→ **GOAL OF THE EXERCISE**: Within the listing below, the lines to output run from the one containing "spot the front lawn" through the one containing "spot the window shutter"; copy them exactly and nothing else.

→ **DATASET ENTRIES**:
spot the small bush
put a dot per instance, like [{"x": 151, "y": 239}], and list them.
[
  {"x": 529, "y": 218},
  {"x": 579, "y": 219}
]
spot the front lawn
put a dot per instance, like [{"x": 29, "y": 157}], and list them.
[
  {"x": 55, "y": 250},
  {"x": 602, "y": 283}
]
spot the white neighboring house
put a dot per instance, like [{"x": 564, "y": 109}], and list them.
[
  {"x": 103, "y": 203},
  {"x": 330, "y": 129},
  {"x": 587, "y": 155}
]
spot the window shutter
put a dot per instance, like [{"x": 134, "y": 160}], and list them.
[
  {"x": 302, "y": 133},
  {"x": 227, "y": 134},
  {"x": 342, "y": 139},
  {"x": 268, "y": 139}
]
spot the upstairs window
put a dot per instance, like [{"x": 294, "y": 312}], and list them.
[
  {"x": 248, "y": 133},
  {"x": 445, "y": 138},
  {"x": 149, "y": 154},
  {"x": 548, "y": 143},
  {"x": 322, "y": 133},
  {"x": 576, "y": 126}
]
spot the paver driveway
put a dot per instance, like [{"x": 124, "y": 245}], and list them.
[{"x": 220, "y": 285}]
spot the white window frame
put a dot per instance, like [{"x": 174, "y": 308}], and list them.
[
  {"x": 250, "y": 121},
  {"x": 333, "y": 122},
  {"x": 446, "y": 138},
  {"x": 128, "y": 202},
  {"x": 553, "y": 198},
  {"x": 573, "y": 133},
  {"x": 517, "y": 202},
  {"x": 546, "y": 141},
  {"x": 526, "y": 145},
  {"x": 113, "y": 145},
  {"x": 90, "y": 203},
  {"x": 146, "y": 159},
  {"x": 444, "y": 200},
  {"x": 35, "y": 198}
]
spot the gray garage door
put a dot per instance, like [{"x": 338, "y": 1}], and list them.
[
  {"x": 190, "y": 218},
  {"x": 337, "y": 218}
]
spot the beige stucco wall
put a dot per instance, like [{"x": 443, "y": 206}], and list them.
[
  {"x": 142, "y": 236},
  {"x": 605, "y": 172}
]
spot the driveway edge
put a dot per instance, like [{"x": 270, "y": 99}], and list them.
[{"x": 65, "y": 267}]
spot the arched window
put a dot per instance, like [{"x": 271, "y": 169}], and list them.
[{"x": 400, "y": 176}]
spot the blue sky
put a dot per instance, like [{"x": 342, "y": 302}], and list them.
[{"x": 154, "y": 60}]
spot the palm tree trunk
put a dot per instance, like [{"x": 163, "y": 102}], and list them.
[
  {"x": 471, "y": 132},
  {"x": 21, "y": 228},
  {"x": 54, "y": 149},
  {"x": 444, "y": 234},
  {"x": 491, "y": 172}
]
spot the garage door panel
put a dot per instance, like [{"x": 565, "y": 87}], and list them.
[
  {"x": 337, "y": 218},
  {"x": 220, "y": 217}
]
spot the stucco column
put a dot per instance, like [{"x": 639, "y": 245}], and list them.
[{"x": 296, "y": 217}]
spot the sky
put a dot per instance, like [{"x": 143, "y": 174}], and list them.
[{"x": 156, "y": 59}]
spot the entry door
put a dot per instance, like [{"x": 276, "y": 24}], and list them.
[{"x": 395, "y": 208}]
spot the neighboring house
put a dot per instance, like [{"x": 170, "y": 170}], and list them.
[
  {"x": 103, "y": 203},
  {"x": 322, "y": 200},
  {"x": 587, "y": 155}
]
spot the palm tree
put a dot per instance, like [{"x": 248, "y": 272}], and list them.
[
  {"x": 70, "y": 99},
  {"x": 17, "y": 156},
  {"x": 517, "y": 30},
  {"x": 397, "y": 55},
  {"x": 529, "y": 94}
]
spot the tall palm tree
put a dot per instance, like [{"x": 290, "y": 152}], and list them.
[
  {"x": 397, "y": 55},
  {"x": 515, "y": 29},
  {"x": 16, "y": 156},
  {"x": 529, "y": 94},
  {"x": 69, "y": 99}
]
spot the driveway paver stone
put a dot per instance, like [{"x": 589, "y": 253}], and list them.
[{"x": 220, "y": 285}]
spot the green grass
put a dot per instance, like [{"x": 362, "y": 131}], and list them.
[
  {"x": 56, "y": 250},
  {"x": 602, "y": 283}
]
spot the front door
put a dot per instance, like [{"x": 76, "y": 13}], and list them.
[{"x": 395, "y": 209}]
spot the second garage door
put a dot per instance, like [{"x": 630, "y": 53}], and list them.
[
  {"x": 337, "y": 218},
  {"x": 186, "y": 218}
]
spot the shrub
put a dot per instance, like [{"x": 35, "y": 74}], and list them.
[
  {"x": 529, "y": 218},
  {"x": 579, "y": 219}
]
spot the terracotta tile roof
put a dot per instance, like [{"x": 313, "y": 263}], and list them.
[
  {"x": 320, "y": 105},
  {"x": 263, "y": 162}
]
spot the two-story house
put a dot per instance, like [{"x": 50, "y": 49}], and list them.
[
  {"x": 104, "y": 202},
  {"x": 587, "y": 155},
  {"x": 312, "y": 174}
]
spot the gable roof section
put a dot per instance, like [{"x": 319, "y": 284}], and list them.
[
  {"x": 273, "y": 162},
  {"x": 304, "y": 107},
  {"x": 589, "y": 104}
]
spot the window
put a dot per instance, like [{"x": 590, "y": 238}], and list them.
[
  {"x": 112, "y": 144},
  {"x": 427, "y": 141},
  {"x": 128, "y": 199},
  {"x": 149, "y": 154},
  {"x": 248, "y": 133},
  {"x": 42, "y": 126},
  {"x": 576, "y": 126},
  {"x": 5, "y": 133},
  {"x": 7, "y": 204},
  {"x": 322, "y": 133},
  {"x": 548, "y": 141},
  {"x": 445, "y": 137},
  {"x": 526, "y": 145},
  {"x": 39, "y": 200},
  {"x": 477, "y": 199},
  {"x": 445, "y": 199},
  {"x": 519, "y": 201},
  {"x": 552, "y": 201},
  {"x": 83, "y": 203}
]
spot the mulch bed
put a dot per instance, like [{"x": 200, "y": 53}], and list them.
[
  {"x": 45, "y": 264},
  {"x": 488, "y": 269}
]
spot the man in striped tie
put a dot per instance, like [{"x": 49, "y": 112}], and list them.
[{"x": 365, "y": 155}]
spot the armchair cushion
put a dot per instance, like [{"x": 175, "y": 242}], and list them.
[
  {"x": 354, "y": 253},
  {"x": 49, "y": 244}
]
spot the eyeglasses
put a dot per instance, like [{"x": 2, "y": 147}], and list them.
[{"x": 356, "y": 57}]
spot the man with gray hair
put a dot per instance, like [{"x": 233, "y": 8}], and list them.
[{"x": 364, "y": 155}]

→ **SOLUTION TO THIS PROBLEM**:
spot the front lawn
put a dot per instance, like [{"x": 29, "y": 157}], and list them.
[
  {"x": 55, "y": 250},
  {"x": 602, "y": 283}
]
spot the white neighboring house
put a dot per instance, like [{"x": 564, "y": 109}], and list them.
[
  {"x": 103, "y": 203},
  {"x": 330, "y": 129},
  {"x": 587, "y": 155}
]
spot the window shutter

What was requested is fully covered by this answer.